▶
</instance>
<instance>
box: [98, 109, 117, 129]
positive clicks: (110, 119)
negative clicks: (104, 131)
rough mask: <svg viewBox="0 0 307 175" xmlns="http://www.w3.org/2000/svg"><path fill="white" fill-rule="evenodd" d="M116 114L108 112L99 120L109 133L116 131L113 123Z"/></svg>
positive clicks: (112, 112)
◀
> _Task description_:
All of the entries above must be output word for word.

> _Written response_:
</instance>
<instance>
box: [98, 109, 117, 129]
positive clicks: (110, 119)
negative clicks: (104, 131)
rough mask: <svg viewBox="0 0 307 175" xmlns="http://www.w3.org/2000/svg"><path fill="white" fill-rule="evenodd" d="M116 114L108 112L99 120L109 133L116 131L113 123Z"/></svg>
positive clicks: (112, 112)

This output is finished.